Selected text:

During the fourth quarter, revenue grew by double digits in all three global regions. The Americas, CBRE’s largest business segment, posted its 13th consecutive quarter of double-digit year-over-year increases as revenue climbed 22% (23% local currency). EMEA (Europe, the Middle East & Africa) and Asia Pacific saw revenue increase by 60% (69% local currency) and 37% (49% local currency), respectively.

The company’s principal businesses – global investment management and development services – also posted exceptionally strong results for the quarter.

Occupier outsourcing revenue and fee revenue more than doubled with the acquisition of Global Workplace Solutions. Excluding contributions from this acquisition, revenue and fee revenue rose 16% and 19%, respectively, in local currency. (Occupier outsourcing revenue excludes associated leasing and sales revenue, most of which is contractual.)

Global leasing revenue rose 4% (8% local currency). In the United States, growth was muted at 4%, which reflects a solid performance on top of an exceptionally strong 28% year-over-year increase in the fourth quarter of 2014. The global increase in leasing was paced by Europe – notably France and the United Kingdom – as well as strong contributions from Canada and Mexico.

Capital markets businesses remained highly active globally, although growth rates slowed from earlier in the year. Global property sales rose 1% (7% local currency), after accounting for a decline in market volumes in the United Kingdom. Excluding the United Kingdom, the global growth rate was 6% (13% local currency) – driven by improved performance in the United States and across much of Asia Pacific and continental Europe. While investor interest in United Kingdom property remains strong, with cap rates stable and rental rates increasing in the fourth quarter, capital has been migrating to continental Europe as the economies there strengthen and property yields are higher. Commercial mortgage services revenue increased 5% (6% local currency). CBRE’s loan servicing portfolio totaled $135 billion at the end of 2015.

Asset Services had a strong quarter. Revenue rose 10% (15% local currency) while fee revenue increased 12% (18% local currency) with notable growth in EMEA and the Americas. Valuation revenue rose 1% (9% local currency).

During the fourth quarter, CBRE completed four in-fill acquisitions, including a data analytics firm, a retail brokerage specialist, a leader in capital markets services for affordable housing, and its former affiliate in Memphis, TN.

Fourth-Quarter 2015 Segment Results

Americas Region (U.S., Canada and Latin America)

Revenue rose 22% (23% local currency) to $2.0 billion. Fee revenue rose 15% (17% local currency) to $1.4 billion. Excluding the acquired Global Workplace Solutions business, revenue and fee revenue both rose 9% in local currency. Normalized EBITDA increased 7% (9% local currency) to $260.9 million.

EMEA Region (primarily Europe)

Revenue improved 60% (69% local currency) to $1.2 billion. Fee revenue rose 26% (36% local currency) to $687.7 million. Excluding the acquired Global Workplace Solutions business, revenue and fee revenue were up 13% and 12%, respectively, in local currency. Normalized EBITDA increased 33% (45% local currency) to $93.1 million.

Information supplied:
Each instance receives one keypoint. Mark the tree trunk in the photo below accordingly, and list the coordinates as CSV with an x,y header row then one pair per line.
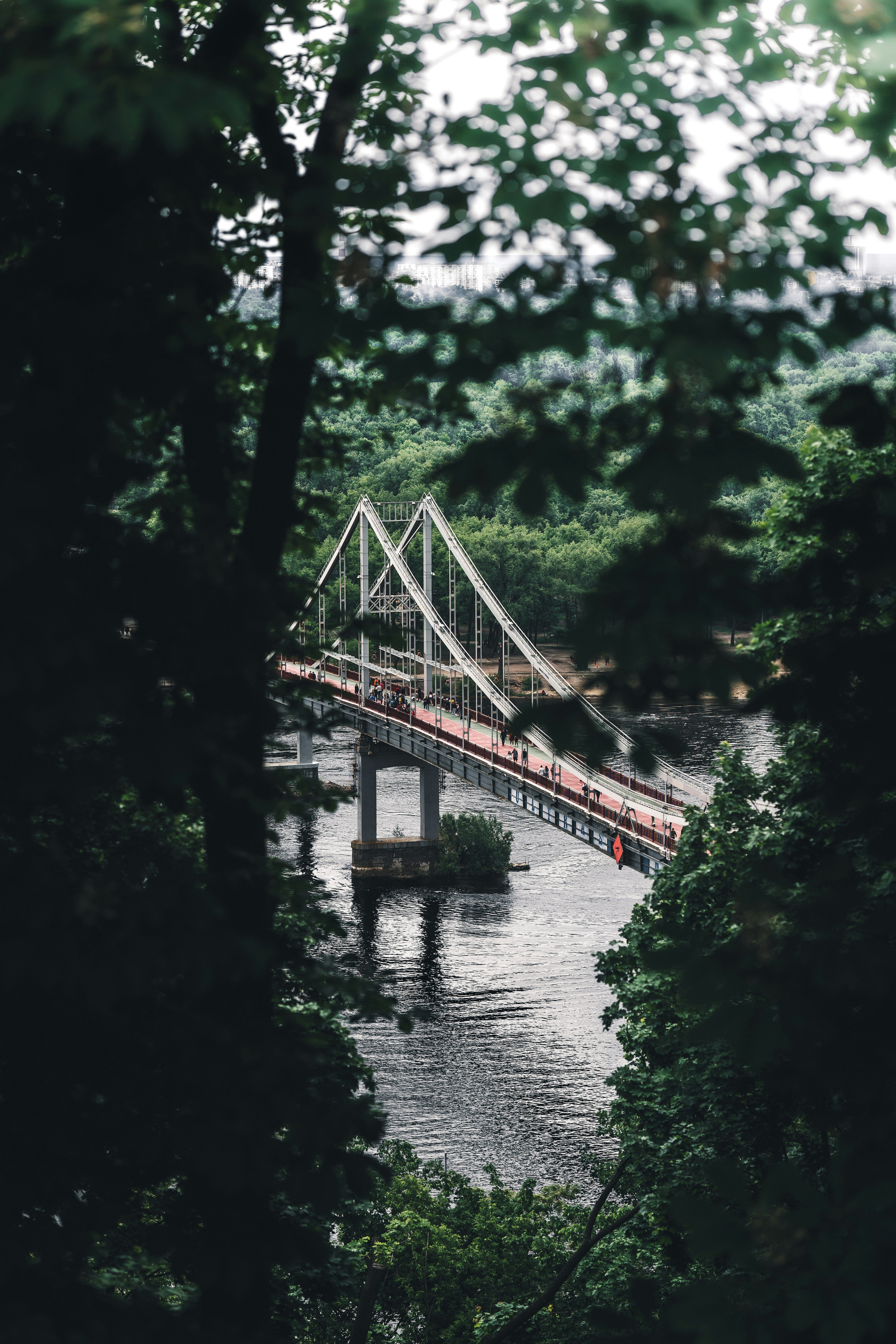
x,y
367,1303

What to work on:
1 - From the CBRE fourth-quarter results, list the in-fill acquisitions the company completed during the quarter.
2 - Continue the CBRE fourth-quarter results report from its last sentence.

Task answers:
1 -
- A data analytics firm
- A retail brokerage specialist
- A leader in capital markets services for affordable housing
- Its former affiliate in Memphis, TN

2 -
Asia Pacific Region (Asia, Australia and New Zealand)

Revenue increased 37% (49% local currency) to $379.5 million. Fee revenue rose 14% (27% local currency) to $260.3 million. Excluding the acquired Global Workplace Solutions business, revenue and fee revenue were up 16% and 11%, respectively, in local currency. Normalized EBITDA increased 11% (24% local currency) to $36.8 million.

Global Investment Management (investment management operations in the U.S., Europe and Asia Pacific)

Revenue rose 14% (22% local currency) to $142.3 million, primarily driven by higher carried interest tied to significant returns for clients on property dispositions. Normalized EBITDA increased 79% (94% local currency) to $52.2 million.

Assets Under Management (AUM) totaled $89.0 billion at the end of 2015. Compared with year-end 2014, AUM was up $1.9 billion in local currency, but down when converted into U.S. dollars. During the fourth quarter, AUM increased by $3.0 billion, after a $1.1 billion drag from currency movement.

Development Services (real estate development and investment activities primarily in the U.S.)

Revenue decreased to $20.3 million, while EBITDA more than doubled to $74.7 million. Development projects in process totaled $6.7 billion, up $1.3 billion from year-end 2014. The pipeline inventory totaled $3.6 billion, down $0.4 billion from year-end 2014, as projects have been converted from pipeline to in-process.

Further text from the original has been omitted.